[Extracted records start]

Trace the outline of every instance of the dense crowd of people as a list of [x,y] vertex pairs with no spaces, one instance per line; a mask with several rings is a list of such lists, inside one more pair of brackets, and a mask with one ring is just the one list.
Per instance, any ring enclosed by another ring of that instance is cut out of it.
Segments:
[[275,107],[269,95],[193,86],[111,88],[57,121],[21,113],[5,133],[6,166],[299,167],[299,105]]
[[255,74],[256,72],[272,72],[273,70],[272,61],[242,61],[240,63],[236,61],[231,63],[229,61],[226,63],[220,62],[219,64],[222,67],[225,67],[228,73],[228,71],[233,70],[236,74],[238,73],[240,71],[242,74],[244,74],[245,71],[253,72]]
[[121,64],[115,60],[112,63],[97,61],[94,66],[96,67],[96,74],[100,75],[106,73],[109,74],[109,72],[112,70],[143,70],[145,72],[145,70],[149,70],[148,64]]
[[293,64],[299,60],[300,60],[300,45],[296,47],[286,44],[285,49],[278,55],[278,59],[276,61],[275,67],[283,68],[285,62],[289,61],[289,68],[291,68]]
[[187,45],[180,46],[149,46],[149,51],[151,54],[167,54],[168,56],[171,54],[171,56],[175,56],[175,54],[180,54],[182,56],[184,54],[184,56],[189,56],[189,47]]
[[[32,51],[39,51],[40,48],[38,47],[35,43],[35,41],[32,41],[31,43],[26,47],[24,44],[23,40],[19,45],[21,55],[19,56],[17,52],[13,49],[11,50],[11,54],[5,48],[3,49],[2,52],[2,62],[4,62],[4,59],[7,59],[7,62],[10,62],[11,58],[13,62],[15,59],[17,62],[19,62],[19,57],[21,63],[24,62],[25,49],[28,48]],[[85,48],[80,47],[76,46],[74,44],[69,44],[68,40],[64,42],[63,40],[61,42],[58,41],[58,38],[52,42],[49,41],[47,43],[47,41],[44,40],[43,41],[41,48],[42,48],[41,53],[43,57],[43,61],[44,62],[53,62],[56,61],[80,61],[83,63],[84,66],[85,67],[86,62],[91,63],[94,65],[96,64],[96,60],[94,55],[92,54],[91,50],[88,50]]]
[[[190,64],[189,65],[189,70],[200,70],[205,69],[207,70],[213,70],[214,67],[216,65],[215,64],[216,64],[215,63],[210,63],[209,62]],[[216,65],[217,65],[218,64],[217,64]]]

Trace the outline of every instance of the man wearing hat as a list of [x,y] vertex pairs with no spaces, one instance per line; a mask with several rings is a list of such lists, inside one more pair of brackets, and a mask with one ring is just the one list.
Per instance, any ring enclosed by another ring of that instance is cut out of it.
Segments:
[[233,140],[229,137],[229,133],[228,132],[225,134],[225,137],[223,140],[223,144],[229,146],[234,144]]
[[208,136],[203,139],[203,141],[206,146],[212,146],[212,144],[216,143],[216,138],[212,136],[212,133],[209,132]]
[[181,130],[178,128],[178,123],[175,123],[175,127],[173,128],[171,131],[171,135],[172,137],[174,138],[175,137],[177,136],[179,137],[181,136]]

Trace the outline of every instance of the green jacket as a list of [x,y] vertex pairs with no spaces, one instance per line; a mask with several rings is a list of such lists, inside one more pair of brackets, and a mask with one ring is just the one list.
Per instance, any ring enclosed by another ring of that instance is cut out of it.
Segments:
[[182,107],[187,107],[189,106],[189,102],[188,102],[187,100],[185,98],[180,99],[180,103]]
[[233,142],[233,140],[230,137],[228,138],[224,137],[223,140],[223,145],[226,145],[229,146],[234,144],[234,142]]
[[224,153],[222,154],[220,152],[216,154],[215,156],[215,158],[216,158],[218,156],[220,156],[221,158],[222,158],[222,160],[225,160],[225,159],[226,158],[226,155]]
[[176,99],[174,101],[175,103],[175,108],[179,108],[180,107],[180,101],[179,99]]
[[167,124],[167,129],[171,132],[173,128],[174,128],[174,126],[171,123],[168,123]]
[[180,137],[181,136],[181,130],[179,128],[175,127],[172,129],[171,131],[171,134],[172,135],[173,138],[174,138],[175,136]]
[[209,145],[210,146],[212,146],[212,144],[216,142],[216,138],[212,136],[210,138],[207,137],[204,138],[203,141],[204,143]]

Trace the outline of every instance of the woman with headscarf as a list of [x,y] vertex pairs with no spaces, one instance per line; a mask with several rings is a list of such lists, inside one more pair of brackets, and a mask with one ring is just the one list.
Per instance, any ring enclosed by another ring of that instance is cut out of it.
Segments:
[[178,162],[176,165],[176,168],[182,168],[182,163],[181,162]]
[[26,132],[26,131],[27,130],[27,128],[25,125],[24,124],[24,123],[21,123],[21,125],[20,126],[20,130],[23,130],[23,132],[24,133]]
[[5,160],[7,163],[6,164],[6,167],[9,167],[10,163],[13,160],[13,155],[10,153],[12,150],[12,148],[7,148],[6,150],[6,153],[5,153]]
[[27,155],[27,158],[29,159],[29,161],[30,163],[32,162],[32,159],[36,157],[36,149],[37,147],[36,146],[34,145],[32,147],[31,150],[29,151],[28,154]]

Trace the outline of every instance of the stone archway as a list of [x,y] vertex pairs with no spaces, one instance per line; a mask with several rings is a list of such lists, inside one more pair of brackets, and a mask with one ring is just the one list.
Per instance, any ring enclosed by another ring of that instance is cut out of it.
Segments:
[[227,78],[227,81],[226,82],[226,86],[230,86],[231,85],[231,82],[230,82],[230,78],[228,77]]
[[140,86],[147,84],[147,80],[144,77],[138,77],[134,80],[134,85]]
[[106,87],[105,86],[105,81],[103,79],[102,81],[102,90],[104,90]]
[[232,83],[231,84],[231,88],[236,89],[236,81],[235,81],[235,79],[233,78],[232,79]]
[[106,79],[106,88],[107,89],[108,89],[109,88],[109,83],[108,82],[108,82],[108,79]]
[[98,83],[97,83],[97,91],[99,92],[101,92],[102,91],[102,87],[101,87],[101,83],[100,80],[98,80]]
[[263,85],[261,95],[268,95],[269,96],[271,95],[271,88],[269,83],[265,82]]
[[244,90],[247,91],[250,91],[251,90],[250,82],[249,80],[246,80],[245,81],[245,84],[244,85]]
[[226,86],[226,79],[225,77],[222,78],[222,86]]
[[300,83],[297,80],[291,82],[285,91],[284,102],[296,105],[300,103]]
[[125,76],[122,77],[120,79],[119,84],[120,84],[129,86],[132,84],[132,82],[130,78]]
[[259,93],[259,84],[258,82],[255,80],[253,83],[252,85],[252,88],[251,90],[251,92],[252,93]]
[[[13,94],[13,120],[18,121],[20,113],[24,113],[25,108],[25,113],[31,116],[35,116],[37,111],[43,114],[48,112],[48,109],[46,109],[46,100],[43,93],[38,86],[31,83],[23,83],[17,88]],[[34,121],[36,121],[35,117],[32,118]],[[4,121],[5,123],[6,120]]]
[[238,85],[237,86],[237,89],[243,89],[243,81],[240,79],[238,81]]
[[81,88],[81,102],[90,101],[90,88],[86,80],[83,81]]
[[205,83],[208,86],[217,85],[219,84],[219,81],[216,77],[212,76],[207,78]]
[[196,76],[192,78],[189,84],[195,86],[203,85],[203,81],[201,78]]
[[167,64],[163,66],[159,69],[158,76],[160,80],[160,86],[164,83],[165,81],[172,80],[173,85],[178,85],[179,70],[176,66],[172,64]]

[Extracted records end]
[Extracted records start]

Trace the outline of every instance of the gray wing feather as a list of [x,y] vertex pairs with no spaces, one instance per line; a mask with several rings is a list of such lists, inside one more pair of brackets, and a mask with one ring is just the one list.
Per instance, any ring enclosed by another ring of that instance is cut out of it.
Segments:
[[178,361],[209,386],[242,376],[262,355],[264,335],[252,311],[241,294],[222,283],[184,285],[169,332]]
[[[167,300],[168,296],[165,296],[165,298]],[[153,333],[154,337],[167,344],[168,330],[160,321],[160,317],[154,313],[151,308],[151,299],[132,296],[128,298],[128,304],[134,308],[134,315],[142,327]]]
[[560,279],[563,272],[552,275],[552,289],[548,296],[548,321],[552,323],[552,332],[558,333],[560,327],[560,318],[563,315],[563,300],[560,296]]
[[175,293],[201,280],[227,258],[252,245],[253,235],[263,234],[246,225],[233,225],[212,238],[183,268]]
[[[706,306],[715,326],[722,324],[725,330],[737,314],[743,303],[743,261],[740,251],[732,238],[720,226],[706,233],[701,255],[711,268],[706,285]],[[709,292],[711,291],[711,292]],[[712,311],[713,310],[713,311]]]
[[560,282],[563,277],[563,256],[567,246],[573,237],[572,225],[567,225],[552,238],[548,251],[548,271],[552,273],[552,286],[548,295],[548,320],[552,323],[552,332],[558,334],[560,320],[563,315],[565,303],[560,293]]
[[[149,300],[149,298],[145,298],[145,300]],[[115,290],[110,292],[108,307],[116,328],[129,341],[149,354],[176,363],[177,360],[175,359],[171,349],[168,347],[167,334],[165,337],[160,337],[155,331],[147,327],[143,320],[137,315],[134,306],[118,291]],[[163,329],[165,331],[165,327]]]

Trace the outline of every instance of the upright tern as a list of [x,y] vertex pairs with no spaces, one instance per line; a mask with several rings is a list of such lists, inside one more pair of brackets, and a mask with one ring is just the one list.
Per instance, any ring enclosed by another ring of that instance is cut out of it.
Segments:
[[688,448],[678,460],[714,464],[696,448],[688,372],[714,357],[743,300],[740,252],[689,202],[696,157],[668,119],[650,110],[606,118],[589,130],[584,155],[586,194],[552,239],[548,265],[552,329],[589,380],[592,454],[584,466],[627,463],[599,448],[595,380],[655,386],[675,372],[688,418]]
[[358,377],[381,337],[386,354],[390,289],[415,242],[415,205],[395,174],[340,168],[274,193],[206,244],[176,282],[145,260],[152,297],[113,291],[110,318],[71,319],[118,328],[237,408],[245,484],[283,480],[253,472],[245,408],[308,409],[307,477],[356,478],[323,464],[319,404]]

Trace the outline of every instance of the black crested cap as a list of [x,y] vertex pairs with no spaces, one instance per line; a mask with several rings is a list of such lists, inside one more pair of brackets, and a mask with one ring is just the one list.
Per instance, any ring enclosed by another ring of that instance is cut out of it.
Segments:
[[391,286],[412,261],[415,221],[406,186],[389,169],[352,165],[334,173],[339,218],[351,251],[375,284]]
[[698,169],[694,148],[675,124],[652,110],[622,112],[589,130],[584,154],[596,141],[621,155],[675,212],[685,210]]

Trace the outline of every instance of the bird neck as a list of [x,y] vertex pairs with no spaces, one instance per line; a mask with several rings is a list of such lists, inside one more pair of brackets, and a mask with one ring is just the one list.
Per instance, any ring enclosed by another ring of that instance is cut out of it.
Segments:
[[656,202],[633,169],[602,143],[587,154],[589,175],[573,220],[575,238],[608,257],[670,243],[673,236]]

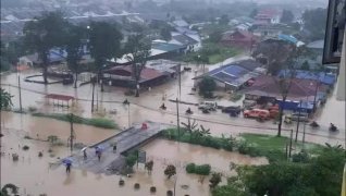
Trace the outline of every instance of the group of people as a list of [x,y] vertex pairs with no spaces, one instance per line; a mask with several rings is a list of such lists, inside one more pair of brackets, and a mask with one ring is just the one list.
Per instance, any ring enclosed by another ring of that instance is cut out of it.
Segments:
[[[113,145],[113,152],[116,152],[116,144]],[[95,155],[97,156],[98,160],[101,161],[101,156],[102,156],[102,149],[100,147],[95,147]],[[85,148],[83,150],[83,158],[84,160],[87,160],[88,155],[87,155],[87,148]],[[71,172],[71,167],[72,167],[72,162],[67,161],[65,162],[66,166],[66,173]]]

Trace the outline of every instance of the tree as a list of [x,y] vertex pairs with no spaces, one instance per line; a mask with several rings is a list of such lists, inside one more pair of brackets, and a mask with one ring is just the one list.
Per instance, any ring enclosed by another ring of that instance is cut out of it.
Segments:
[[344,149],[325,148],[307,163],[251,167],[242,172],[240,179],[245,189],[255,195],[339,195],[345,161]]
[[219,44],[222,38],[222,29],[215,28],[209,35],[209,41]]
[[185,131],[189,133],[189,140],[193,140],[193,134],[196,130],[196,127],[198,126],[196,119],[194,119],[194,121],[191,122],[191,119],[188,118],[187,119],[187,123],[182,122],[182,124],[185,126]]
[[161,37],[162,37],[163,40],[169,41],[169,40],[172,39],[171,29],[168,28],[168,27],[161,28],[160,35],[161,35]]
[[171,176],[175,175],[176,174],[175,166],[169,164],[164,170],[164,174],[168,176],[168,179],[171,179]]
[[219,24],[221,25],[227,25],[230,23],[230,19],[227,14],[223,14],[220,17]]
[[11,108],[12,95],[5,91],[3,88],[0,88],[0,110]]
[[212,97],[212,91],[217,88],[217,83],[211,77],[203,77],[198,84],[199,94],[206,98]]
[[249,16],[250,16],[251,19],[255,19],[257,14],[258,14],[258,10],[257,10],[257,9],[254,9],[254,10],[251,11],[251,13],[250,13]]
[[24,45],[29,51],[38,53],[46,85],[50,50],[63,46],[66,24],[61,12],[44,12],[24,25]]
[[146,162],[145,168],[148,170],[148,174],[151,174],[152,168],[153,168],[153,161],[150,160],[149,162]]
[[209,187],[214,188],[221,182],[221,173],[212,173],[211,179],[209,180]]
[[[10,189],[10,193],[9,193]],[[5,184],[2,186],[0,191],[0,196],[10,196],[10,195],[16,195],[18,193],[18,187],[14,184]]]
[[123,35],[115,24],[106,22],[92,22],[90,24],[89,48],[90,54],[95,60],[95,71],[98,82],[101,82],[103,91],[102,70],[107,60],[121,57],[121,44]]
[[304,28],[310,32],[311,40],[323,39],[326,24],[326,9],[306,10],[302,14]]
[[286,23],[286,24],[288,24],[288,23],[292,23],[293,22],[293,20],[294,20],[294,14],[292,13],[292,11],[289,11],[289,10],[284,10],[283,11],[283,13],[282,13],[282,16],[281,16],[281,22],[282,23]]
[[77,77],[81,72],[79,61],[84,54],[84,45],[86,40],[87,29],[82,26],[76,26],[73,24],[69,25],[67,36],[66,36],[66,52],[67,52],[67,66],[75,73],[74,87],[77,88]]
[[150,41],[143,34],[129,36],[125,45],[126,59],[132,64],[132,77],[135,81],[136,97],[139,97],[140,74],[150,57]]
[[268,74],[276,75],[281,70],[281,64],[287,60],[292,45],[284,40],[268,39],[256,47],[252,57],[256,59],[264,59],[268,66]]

[Extracted records end]
[Extracted records start]

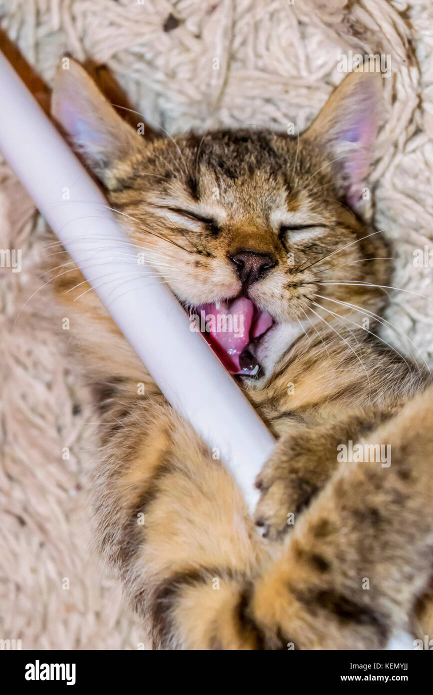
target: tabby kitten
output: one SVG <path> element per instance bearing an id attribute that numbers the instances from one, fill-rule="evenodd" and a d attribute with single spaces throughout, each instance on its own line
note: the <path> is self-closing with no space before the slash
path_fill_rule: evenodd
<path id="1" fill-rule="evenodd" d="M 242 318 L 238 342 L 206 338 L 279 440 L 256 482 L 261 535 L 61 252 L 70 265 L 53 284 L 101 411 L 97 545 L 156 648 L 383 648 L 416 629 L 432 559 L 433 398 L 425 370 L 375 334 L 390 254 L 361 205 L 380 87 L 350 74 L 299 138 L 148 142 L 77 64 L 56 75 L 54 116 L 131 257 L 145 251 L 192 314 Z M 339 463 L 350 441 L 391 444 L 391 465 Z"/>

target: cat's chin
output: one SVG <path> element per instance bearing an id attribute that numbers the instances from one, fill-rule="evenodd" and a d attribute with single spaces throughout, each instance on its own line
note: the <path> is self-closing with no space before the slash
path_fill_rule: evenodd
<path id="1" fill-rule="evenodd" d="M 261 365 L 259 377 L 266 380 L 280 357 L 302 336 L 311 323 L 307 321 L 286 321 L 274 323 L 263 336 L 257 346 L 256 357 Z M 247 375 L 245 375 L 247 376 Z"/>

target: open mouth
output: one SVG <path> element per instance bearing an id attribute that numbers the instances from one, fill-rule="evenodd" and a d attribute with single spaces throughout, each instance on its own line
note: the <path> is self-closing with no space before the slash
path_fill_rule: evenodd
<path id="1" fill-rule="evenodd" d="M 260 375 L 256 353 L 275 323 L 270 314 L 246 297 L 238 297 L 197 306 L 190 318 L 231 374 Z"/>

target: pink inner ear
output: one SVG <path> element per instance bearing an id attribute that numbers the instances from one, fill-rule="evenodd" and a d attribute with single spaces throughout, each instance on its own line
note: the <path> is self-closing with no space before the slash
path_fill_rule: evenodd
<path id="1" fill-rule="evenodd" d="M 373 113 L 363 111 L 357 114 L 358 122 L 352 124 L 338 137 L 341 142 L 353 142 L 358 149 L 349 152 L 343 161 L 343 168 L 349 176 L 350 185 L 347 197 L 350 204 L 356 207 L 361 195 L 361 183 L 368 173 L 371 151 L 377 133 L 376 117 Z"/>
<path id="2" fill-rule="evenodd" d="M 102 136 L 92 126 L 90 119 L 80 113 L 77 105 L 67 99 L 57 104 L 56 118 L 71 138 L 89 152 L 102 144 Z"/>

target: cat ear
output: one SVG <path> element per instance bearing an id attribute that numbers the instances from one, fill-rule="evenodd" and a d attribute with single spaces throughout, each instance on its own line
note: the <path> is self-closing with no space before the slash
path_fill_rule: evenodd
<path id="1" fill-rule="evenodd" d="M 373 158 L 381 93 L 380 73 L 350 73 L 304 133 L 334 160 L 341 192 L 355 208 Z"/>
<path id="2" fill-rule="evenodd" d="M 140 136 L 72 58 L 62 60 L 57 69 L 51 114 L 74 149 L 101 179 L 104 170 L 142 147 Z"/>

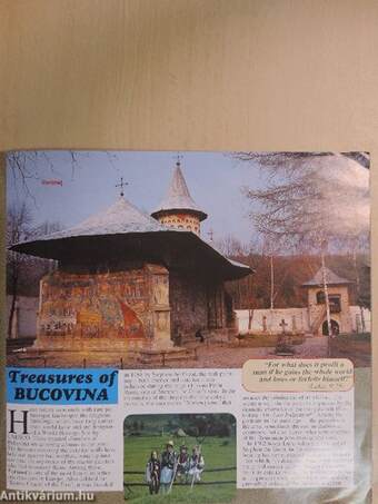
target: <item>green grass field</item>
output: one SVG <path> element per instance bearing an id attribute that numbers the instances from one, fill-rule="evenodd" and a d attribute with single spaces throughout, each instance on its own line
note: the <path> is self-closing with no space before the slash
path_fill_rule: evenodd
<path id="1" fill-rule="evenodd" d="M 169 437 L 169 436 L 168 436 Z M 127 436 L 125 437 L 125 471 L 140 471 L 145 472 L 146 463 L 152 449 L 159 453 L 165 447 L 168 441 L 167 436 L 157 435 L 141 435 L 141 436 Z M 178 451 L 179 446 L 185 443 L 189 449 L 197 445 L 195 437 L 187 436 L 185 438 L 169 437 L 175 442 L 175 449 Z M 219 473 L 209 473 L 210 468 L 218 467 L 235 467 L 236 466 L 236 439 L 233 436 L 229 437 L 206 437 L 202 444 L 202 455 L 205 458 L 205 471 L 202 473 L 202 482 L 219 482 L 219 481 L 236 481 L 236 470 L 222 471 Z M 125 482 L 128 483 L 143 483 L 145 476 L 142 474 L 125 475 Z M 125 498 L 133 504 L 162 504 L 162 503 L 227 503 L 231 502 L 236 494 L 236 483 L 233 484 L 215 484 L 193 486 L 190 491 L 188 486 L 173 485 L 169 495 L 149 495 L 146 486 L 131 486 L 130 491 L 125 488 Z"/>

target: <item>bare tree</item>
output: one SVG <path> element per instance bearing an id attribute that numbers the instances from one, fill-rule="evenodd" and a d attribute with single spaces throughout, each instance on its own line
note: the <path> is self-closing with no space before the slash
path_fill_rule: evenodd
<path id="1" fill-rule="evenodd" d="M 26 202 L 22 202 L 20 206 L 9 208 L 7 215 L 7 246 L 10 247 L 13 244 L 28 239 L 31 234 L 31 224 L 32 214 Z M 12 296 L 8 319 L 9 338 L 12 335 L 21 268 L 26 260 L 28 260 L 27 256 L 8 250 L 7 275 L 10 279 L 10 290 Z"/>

[Extracted records end]

Work to be completed =>
Reproduce verbatim every line between the line containing "target: pink inner ear" and the line containing "140 136 L 72", inclusive.

Written response =>
target: pink inner ear
output: one SVG <path> element per instance bearing an id attribute that numbers the instances from one, fill-rule="evenodd" and a d attribute with single spaces throughout, each instance on its own line
note: the <path> is self-closing with no space before the slash
path_fill_rule: evenodd
<path id="1" fill-rule="evenodd" d="M 373 113 L 363 111 L 357 114 L 358 122 L 352 124 L 338 137 L 341 142 L 353 142 L 358 149 L 349 152 L 343 161 L 343 168 L 349 176 L 350 185 L 347 197 L 350 204 L 356 207 L 361 195 L 361 183 L 368 173 L 371 151 L 377 133 L 376 117 Z"/>
<path id="2" fill-rule="evenodd" d="M 102 136 L 92 126 L 90 119 L 80 113 L 77 105 L 67 99 L 57 104 L 56 118 L 71 138 L 89 152 L 102 144 Z"/>

target: cat ear
output: one SVG <path> element per instance bearing an id attribute that numbers the instances from one, fill-rule="evenodd" and a d attribute with single spaces throughout, each instance on its own line
note: the <path> is self-closing with no space before the slash
path_fill_rule: evenodd
<path id="1" fill-rule="evenodd" d="M 373 158 L 381 93 L 380 73 L 350 73 L 304 133 L 334 160 L 341 192 L 355 208 Z"/>
<path id="2" fill-rule="evenodd" d="M 140 136 L 72 58 L 62 60 L 57 69 L 51 114 L 74 149 L 101 179 L 104 170 L 142 147 Z"/>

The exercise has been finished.